[alsa-devel] appl_ptr and DMA overrun at end of stream

Jon Smirl jonsmirl at gmail.com
Mon May 11 20:00:59 CEST 2009


On Mon, May 11, 2009 at 1:37 PM, Jaroslav Kysela <perex at perex.cz> wrote:
> On Mon, 11 May 2009, Jon Smirl wrote:
>
>> Checking for over/under run in software is not reliable since the DMA
>> hardware runs asynchronously with the CPU. There will always be
>> variable latencies between when the CPU detects the condition and when
>> it can control the DMA hardware.  The only reliable way to do this is
>> to program the DMA hardware to do itself. AFAIK all DMA modern
>> hardware can be programed to do this if the right information is made
>> available. Programming the DMA hardware to do this is a 100% reliable
>> solution and not subject to random latency problems.
>
> I comment playback for simplicity.
>
> The key point is when you fill DMA engine. Nothing forces you to queue whole
> ring buffer in the scatter-gather list. You may queue just one period and
> then next one (including partial). The available samples can be determined
> using snd_pcm_playback_hw_avail() function at any time. If you have large

I didn't know about this function. I can use it to replace the direct
manipulation of appl_ptr.

* DIRECTIONS *
**A.** Copy out the records word for word, starting with the line that contains "For the sparse" and going on through the last line of the records.
**B.** Write what comes next in the mailing-list message about DMA overrun at the end of a stream, picking up after its final sentence.

* SOURCE MATERIAL *
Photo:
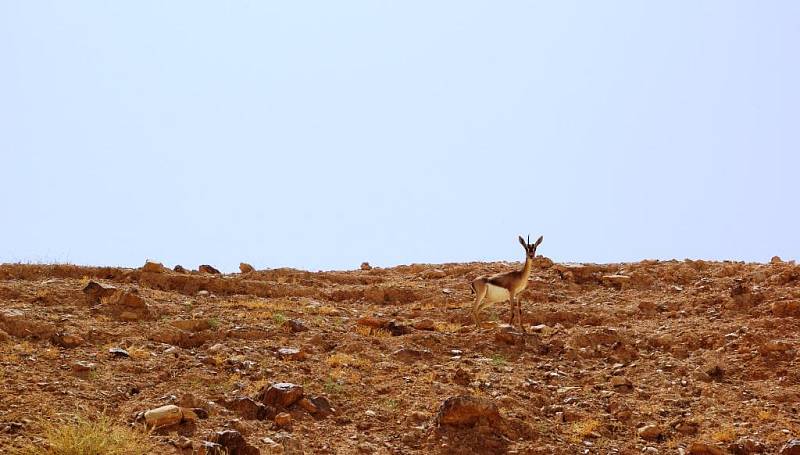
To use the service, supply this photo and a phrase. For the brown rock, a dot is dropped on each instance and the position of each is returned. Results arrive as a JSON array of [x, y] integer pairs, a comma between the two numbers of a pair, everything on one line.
[[163, 416], [785, 308], [234, 443], [308, 405], [323, 406], [373, 322], [95, 291], [408, 355], [21, 325], [205, 268], [192, 325], [249, 409], [154, 267], [280, 395], [83, 367], [126, 306], [621, 384], [283, 420], [67, 340], [424, 324], [210, 448], [650, 432], [467, 410], [291, 354]]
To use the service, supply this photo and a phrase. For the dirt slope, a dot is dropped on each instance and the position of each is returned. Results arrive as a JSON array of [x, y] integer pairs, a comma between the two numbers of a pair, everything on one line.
[[622, 358]]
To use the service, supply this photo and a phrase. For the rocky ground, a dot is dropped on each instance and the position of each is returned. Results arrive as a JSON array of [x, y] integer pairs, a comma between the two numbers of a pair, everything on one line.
[[651, 357]]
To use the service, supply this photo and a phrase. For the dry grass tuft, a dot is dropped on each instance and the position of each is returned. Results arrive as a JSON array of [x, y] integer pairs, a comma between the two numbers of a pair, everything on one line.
[[82, 436], [585, 429], [446, 327], [368, 331], [724, 435]]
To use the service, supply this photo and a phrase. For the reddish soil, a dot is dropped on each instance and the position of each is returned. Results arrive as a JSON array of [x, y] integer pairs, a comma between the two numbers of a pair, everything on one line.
[[666, 357]]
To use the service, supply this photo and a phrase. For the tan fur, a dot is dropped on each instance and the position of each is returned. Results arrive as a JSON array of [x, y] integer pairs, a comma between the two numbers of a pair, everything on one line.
[[504, 286]]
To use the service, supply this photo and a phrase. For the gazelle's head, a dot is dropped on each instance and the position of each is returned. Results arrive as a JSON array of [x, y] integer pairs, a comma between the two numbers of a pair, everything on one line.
[[530, 248]]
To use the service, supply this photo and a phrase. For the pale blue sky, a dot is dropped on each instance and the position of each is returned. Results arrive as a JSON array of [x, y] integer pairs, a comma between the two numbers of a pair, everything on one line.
[[321, 134]]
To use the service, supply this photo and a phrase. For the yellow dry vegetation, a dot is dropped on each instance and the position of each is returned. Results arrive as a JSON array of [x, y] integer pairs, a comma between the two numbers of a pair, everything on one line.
[[368, 331], [585, 428], [340, 359], [724, 435], [446, 327], [83, 436]]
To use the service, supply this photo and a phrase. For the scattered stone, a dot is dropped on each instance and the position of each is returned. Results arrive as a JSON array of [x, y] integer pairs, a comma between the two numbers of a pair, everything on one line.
[[408, 355], [210, 448], [701, 448], [234, 443], [689, 427], [462, 377], [620, 282], [323, 406], [126, 306], [785, 308], [118, 353], [283, 420], [249, 409], [650, 432], [163, 416], [96, 291], [154, 267], [294, 326], [192, 325], [83, 368], [621, 384], [424, 324], [366, 447], [291, 354], [21, 325], [791, 448], [205, 268], [467, 410], [66, 340], [280, 395]]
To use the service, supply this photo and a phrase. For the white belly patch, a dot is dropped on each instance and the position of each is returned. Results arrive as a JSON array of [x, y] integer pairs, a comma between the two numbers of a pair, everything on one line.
[[496, 294]]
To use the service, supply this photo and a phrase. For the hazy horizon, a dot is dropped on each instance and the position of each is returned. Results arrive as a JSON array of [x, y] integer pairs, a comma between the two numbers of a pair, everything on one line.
[[320, 135]]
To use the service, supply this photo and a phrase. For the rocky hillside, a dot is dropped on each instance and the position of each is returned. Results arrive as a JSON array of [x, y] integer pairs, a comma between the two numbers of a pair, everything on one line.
[[652, 357]]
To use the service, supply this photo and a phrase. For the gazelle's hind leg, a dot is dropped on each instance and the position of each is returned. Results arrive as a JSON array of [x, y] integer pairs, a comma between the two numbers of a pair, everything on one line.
[[480, 294]]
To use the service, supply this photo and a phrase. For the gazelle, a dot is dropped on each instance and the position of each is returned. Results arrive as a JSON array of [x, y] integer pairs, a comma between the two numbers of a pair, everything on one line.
[[505, 286]]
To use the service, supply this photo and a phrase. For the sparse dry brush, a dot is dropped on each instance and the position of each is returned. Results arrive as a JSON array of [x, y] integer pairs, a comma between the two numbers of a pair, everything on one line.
[[88, 436]]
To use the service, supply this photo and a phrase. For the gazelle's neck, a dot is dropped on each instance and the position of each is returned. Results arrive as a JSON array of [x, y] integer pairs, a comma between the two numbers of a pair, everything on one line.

* ANSWERS BY TASK *
**A.**
To use the service, supply this photo and a phrase. For the sparse dry brush, a dot is dropped on each instance and the position of each is returned. Results arrive as a JSON array of [x, y] integer pairs, a comma between the two numbers of a pair, everything on one line.
[[88, 436]]
To use the service, supply this photo and a phrase. For the gazelle's neck, a dot is dropped on each instance and the position of each is returned. Results arrive as a JSON array of [x, y] integer pairs, a comma between the two numbers of a pair, everything on one line.

**B.**
> FIFO and you receive interrupt before FIFO goes empty, you can fill partial
> period. The elapsed notifier does not require any change.
>
> The underruns should be avoided as first step, because it's really unwanted
> system behaviour. All methods to fix underruns fails in some respects.
>
> Also note that we have also mode when appl_ptr is not updated at all (when
> stop_threshold == boundary).

How does this mode work? Could it be hidden inside
snd_pcm_playback_hw_avail() such that low level drivers don't have to
worry about it?


>
>                                                Jaroslav
>
> -----
> Jaroslav Kysela <perex at perex.cz>
> Linux Kernel Sound Maintainer
> ALSA Project, Red Hat, Inc.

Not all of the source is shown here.